-------- Records for the exercise
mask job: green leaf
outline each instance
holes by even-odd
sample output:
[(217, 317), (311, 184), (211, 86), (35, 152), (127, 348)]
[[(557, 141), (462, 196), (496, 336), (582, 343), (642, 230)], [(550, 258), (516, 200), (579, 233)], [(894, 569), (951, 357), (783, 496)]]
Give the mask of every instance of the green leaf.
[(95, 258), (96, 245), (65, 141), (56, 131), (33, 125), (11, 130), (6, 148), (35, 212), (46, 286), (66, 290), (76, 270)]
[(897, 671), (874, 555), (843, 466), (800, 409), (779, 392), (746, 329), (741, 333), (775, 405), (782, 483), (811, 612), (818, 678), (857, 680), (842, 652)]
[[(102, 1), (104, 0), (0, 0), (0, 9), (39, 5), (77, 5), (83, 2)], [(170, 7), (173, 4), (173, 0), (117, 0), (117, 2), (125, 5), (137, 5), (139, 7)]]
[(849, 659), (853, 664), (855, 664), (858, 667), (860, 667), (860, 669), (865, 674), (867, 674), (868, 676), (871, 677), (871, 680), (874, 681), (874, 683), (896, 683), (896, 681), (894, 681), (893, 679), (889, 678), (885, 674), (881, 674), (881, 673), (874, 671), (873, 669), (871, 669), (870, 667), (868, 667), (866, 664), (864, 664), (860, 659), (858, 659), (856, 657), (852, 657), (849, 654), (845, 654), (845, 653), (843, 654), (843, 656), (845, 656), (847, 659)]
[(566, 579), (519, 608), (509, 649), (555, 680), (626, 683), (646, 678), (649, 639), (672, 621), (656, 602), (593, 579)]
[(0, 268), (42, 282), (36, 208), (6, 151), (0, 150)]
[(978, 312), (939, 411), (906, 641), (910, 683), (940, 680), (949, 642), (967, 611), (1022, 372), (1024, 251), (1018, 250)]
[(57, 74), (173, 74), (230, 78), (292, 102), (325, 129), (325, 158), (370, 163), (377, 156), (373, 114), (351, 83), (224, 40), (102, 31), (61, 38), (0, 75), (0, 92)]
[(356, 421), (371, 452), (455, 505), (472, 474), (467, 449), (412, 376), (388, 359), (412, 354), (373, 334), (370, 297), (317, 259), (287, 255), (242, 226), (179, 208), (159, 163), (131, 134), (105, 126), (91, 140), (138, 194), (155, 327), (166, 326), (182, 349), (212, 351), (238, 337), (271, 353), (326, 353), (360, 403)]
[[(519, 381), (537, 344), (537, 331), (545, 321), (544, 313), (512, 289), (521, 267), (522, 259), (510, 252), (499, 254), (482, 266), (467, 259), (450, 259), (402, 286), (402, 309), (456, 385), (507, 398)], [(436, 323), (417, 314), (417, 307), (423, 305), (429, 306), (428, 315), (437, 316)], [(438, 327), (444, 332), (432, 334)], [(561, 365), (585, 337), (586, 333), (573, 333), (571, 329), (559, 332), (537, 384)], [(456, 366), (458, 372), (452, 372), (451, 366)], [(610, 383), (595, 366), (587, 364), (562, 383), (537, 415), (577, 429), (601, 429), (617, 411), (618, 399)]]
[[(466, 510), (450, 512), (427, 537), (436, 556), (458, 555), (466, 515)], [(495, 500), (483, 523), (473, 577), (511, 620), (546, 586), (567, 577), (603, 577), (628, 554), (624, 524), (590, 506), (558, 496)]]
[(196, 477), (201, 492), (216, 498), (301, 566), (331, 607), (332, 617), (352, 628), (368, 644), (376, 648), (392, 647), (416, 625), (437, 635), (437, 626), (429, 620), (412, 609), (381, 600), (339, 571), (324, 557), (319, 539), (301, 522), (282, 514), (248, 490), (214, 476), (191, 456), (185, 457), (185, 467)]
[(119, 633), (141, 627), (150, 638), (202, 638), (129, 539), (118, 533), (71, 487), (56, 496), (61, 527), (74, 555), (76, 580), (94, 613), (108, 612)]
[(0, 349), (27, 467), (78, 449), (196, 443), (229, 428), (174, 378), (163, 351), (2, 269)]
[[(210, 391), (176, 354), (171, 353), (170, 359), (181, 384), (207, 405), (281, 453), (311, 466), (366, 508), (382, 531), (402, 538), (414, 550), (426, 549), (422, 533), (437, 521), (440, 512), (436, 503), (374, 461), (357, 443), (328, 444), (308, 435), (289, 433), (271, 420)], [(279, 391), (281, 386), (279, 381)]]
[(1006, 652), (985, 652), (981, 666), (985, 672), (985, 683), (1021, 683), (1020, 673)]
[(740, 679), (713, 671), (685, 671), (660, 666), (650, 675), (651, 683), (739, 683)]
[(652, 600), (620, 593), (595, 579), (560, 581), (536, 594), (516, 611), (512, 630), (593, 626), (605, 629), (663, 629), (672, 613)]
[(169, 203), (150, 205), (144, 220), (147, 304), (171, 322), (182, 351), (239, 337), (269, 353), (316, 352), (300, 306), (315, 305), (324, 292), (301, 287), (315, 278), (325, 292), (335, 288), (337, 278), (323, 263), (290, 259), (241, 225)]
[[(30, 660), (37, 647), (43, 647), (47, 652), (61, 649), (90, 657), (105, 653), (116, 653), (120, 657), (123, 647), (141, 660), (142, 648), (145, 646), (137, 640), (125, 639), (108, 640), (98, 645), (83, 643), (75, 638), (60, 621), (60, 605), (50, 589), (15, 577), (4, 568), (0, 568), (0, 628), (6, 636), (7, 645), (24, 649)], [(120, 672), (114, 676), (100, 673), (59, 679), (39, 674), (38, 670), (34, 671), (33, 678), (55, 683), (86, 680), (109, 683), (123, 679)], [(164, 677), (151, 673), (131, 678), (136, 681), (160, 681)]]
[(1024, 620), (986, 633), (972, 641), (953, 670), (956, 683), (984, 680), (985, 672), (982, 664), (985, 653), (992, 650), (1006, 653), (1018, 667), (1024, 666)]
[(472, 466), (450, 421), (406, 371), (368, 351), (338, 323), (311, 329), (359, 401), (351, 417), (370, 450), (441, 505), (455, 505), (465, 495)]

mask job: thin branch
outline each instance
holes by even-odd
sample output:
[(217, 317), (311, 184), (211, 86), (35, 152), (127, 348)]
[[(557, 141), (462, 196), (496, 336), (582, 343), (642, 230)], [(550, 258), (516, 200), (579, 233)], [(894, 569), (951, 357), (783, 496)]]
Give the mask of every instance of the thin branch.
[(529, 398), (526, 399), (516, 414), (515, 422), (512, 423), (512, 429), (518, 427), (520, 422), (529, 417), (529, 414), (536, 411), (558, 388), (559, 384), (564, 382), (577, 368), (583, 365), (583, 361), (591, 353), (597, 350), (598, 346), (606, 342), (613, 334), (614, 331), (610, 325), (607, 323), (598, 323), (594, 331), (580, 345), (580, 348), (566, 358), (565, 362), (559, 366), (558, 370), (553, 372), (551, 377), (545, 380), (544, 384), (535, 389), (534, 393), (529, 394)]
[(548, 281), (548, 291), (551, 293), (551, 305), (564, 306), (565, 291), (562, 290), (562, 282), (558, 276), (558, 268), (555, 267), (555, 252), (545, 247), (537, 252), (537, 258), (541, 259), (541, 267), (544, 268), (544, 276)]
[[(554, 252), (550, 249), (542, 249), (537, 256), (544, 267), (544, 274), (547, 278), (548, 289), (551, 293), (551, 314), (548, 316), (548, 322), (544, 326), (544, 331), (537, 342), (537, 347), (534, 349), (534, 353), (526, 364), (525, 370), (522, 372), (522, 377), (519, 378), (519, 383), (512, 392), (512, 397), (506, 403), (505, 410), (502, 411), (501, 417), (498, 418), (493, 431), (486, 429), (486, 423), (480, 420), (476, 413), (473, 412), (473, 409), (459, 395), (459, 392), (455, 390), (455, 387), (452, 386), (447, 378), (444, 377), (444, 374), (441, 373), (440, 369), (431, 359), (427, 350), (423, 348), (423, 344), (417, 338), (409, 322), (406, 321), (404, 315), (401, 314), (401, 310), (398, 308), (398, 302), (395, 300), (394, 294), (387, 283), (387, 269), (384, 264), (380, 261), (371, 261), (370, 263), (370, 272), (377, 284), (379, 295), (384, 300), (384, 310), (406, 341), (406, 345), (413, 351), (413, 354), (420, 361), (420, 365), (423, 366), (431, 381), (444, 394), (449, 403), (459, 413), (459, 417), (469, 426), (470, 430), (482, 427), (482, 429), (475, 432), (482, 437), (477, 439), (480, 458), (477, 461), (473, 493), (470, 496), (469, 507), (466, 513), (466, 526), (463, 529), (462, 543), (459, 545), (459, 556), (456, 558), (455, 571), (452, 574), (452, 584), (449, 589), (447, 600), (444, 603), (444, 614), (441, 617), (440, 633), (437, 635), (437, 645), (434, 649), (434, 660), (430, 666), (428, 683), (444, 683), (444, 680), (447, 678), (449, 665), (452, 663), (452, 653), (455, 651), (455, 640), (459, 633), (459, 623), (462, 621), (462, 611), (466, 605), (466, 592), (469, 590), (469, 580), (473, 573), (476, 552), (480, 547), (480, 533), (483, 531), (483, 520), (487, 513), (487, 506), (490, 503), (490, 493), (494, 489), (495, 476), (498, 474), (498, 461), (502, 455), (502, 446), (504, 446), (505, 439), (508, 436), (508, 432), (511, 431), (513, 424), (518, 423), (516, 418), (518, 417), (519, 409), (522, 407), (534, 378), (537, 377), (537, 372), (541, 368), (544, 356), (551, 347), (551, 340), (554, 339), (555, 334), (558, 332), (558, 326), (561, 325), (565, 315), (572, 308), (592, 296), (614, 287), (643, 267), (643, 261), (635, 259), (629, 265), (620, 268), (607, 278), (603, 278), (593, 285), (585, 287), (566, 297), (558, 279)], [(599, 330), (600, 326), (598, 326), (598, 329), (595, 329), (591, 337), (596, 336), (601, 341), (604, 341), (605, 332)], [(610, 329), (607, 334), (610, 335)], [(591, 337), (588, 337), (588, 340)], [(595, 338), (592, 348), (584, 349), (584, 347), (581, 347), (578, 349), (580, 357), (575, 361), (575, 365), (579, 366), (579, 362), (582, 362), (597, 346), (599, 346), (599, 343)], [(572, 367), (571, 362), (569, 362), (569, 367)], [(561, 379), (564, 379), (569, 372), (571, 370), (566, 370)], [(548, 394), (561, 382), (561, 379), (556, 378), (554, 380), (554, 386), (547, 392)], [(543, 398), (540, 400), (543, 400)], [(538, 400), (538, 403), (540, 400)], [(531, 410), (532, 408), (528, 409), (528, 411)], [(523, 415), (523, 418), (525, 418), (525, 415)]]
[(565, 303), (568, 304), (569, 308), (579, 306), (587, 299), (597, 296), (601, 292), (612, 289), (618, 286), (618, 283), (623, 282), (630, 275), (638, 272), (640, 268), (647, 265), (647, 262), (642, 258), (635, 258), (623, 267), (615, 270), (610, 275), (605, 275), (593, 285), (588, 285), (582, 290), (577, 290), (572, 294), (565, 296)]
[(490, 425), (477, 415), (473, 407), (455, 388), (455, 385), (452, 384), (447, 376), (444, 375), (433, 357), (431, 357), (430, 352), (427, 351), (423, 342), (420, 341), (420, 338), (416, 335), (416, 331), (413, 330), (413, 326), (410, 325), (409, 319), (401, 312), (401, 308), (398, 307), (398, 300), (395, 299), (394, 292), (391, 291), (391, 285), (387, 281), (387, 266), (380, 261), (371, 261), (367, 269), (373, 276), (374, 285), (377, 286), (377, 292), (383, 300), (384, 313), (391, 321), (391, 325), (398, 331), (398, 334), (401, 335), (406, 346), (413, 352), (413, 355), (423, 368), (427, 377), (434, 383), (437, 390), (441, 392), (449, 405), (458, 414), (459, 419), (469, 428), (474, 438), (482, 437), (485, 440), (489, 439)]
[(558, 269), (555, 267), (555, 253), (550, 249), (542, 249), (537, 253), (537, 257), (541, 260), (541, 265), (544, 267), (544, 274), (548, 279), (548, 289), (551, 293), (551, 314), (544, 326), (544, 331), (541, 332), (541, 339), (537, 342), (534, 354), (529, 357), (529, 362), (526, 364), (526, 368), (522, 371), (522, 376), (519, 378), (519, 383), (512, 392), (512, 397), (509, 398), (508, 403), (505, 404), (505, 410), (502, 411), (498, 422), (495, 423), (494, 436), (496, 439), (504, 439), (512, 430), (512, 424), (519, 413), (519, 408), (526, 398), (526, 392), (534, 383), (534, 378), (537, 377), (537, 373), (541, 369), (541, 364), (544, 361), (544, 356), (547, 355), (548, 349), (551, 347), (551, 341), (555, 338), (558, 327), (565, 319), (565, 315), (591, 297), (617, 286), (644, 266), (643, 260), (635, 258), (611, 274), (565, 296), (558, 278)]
----------------
Turn the rows into a numbered list with blank lines omitted, beginning at the first row and stopping after the line that contains "[(0, 268), (42, 282), (36, 208), (6, 151), (0, 150)]". Include both of those lines.

# Output for this task:
1. mask job: green leaf
2. outline each instance
3. holes by even-odd
4. sample output:
5. [(217, 317), (311, 184), (211, 86), (35, 152), (127, 348)]
6. [[(557, 141), (462, 196), (496, 336), (582, 343), (642, 230)], [(550, 258), (516, 200), (579, 233)], [(894, 569), (951, 357), (783, 496)]]
7. Give the mask of every instance of the green leaf.
8. [(95, 258), (96, 245), (65, 141), (56, 131), (33, 125), (11, 130), (6, 148), (35, 212), (46, 286), (66, 290), (76, 270)]
9. [(897, 671), (874, 555), (843, 466), (800, 409), (779, 392), (746, 329), (741, 333), (775, 405), (782, 483), (811, 612), (818, 678), (857, 680), (842, 652)]
10. [[(102, 1), (104, 0), (0, 0), (0, 9), (39, 5), (77, 5), (83, 2)], [(170, 7), (173, 4), (173, 0), (117, 0), (117, 2), (125, 5), (137, 5), (139, 7)]]
11. [(849, 659), (853, 664), (855, 664), (858, 667), (860, 667), (860, 669), (865, 674), (867, 674), (868, 676), (871, 677), (871, 680), (874, 681), (874, 683), (896, 683), (896, 681), (894, 681), (893, 679), (889, 678), (885, 674), (881, 674), (881, 673), (874, 671), (873, 669), (871, 669), (870, 667), (868, 667), (866, 664), (864, 664), (860, 659), (858, 659), (856, 657), (852, 657), (849, 654), (845, 654), (845, 653), (843, 654), (843, 656), (845, 656), (847, 659)]
12. [(566, 579), (519, 608), (509, 649), (555, 680), (626, 683), (646, 678), (649, 639), (672, 621), (656, 602), (593, 579)]
13. [(0, 268), (42, 282), (36, 208), (6, 151), (0, 150)]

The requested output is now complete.